I don't doubt what you're saying, although I'm not sure about the validity of the data derived on count of publications, since that's easily gamed.
But what I'm saying is about immigration. I really doubt that the PRC will attract much STEM immigration in the future, at least in comparison to the US. As far as I can tell, the few dedicated folks who choose to emigrate to China do so despite an uphill battle and end up with limited job opportunities. The PRC will have a large internal talent pool to draw from, but will not attract foreign and diverse talent... at least that's my hunch, and mostly because of (1) hostile policies to foreigners (2) language barrier - Mandarin is much harder to learn than English (3) cultural barrier - Chinese culture is old and more self-centered than US's young, outward facing and constantly reinventing culture, and (4) having a bad reputation for personal freedoms and judicial fairness.

Phrase grounding data
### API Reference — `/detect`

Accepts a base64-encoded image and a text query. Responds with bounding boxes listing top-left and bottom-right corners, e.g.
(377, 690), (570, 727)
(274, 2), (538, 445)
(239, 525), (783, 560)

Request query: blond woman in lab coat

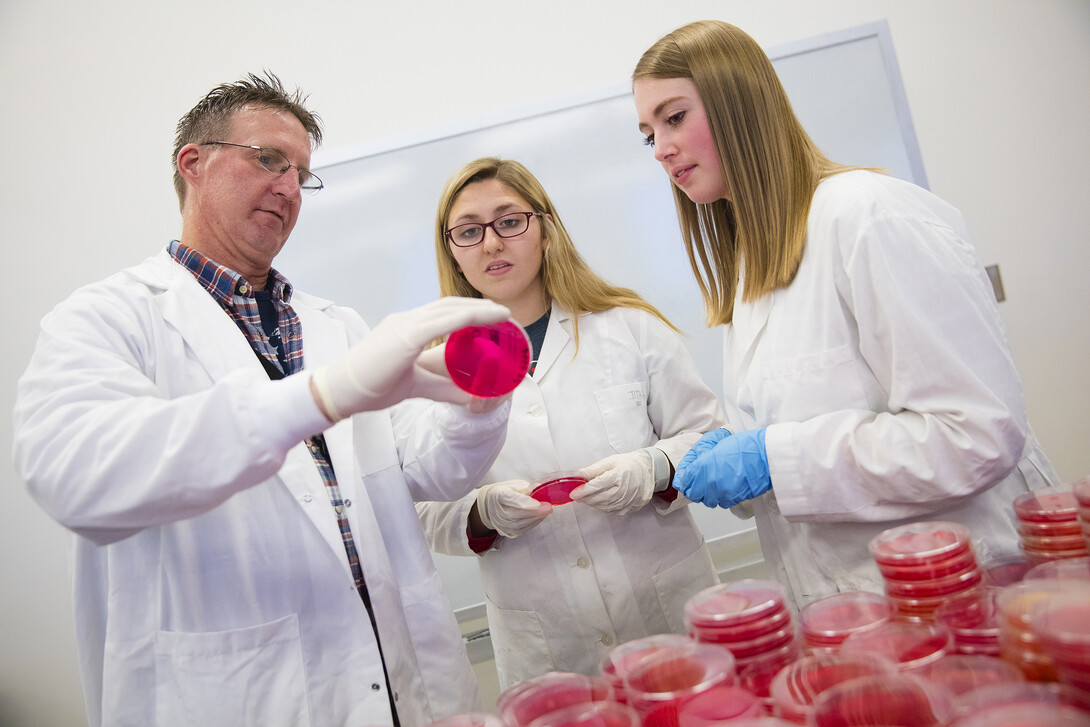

TASK REQUIREMENTS.
#1 In the comment about STEM immigration to China, what makes the writer unsure about data based on counts of publications?
#2 Pick up the comment on STEM immigration to China and carry it on from the last sentence shown.

SOLVED PROBLEMS.
#1 Such counts are easily gamed.

#2
So sure, PRC isn't near its final state in term of STEM talent. But I think despite its domestic talent pool, it will not benefit from the diversity of talent that the US will continue to benefit from. And ultimately, 1.3B people is a large pool to draw talent from, but it's not as large as the other 6.4B people.
I do find this topic fascinating. I'm reading a book interview with Lee Kuan Yew which I find is making me reevaluate my prior beliefs. I'm more bullish on China than US on the long term, but LKY's insight were convincing and making a bull case for the US.
ON LKY and US, I feel consensus is US is geopolitically blessed and have all the institutions and instruments to preserve their primacy across many domains if they get their shit together. But also so blessed that it can coast along on current incompetence and past momentum fine for foreseeable future.
> count of publications
Refer to nature science index which collates from prominent western journals with contribution quality assessed by western experts. Or share of PRC science papers filtered/accepted through prestigious western academic conferences in variety of (STEM) domains. Or number of researchers in US/western R&D of PRC origin. There are many indicators that comport with dramatic increase in PRC science competence in recent years that shouldn't be dismissed as pressure to publich / gaming the system but PRC highered reforms finally paying off.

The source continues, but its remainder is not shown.